*Exercise objective*:
Keep every line in which "below" occurs and drop the rest of the data.

*Material provided*:
========================

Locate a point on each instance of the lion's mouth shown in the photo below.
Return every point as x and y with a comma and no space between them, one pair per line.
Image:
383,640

========================

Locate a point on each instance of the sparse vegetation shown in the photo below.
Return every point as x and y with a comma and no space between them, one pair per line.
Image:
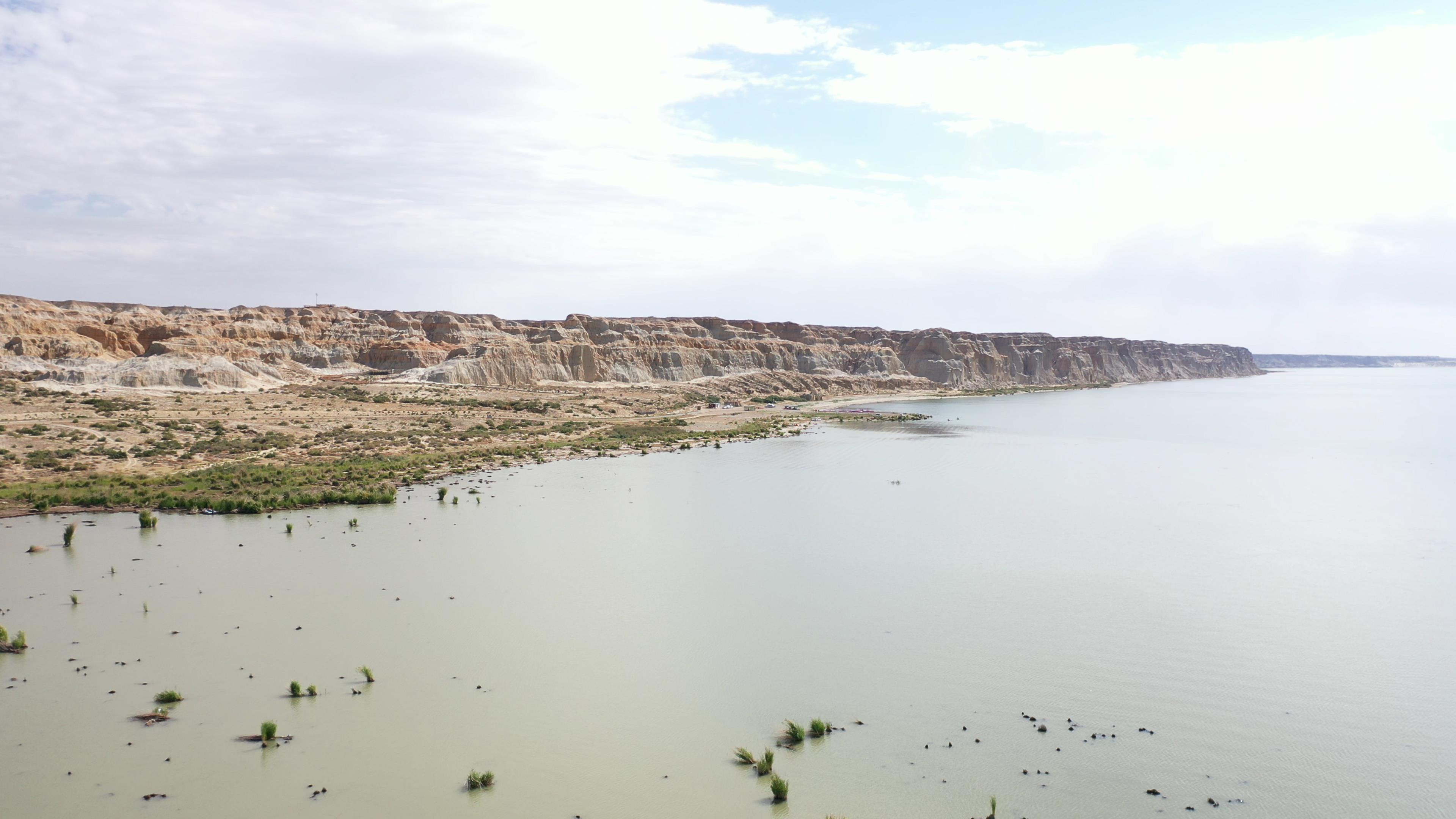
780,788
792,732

========================

*Finished exercise*:
Locate a point on each instance of the lion's mouth shown in the photo below.
Locate a point on each instance of the sparse vegetation shown in the photo below.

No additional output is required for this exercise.